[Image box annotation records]
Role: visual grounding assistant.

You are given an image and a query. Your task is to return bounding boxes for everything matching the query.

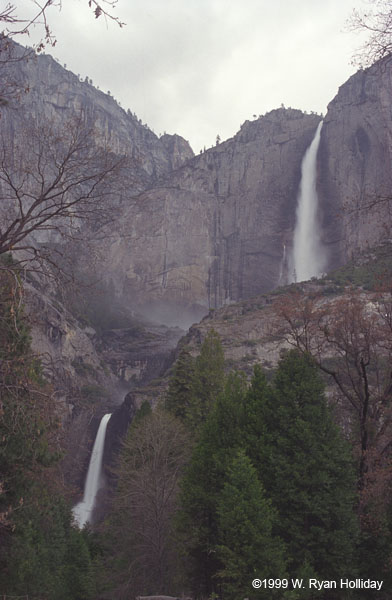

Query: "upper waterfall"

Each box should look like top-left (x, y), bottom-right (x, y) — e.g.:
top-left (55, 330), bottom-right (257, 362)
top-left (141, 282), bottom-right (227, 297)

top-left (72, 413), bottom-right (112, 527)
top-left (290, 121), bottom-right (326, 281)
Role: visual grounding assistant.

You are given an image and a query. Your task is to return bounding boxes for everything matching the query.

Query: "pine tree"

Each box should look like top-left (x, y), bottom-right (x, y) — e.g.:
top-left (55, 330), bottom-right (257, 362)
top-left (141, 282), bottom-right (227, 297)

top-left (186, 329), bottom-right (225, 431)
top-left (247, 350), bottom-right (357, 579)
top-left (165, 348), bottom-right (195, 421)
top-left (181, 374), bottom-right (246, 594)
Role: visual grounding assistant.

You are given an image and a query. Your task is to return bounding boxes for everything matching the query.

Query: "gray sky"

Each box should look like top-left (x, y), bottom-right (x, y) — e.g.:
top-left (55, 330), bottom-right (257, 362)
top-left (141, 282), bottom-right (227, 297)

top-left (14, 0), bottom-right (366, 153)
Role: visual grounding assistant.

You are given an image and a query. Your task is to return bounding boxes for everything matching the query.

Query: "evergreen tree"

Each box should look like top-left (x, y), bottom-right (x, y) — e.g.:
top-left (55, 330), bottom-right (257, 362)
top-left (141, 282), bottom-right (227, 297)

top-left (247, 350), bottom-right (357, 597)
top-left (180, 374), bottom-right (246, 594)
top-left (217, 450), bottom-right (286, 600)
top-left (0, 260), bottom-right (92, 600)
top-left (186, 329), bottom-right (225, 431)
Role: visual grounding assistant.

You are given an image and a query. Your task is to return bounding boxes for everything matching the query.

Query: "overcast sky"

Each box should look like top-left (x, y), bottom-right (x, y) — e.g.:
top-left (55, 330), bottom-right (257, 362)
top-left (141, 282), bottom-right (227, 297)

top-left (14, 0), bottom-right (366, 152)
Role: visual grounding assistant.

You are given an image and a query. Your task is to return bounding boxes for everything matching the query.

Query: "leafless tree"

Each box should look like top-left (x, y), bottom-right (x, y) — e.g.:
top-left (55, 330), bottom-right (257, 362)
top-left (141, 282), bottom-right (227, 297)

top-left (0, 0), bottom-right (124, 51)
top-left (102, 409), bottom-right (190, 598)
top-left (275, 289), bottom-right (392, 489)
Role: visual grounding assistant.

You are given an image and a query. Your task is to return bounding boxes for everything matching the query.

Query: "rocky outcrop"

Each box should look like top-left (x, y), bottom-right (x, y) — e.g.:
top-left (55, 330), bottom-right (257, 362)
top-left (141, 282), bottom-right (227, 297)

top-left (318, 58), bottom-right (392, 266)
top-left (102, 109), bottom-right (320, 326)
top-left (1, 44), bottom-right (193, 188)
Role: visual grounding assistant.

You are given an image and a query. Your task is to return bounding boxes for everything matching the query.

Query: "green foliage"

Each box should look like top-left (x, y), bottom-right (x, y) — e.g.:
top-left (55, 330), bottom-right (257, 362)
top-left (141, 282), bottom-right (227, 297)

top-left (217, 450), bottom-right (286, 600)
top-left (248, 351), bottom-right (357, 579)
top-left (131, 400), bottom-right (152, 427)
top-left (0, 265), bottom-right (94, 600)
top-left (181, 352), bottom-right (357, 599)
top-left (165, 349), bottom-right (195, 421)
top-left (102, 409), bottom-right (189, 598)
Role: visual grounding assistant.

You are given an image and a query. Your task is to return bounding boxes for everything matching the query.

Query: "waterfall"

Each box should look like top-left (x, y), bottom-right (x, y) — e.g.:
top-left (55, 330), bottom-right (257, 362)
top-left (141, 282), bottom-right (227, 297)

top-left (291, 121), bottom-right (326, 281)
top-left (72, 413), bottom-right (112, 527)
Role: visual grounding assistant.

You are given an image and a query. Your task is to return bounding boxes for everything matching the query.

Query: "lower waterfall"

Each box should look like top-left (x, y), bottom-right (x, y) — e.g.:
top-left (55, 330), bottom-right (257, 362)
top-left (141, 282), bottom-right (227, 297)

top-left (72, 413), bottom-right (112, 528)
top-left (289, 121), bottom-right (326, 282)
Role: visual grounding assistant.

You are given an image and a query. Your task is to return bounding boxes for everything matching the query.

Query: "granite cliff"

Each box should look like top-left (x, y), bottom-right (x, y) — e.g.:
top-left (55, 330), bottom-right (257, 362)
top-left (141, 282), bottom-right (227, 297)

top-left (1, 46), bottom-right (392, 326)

_SHORT EXERCISE_
Output everything in the records from the first line down to the line containing "top-left (181, 374), bottom-right (246, 594)", both included, as a numbered list with blank lines omitted. Leave the pictures out of your answer.

_OUTPUT FOR THIS TASK_
1. Role: visual grounding assistant.
2. You are given an image and a query. Your task is to return bounding boxes for everything matching the query.
3. Query: "upper waterfall"
4. Each box should look like top-left (x, y), bottom-right (x, y) — e.g.:
5. top-left (55, 330), bottom-right (257, 362)
6. top-left (141, 282), bottom-right (227, 297)
7. top-left (72, 413), bottom-right (112, 527)
8. top-left (290, 121), bottom-right (326, 281)
9. Role: visual grounding assistant.
10. You are given an image and a query. Your task is to return bounding boxes for everything matching the query.
11. Query: "pine tree"
12. Each box should look like top-left (x, y), bottom-right (x, y) — e.g.:
13. top-left (55, 330), bottom-right (257, 362)
14. top-left (141, 282), bottom-right (227, 297)
15. top-left (186, 329), bottom-right (225, 431)
16. top-left (247, 350), bottom-right (357, 579)
17. top-left (165, 348), bottom-right (195, 421)
18. top-left (181, 374), bottom-right (246, 594)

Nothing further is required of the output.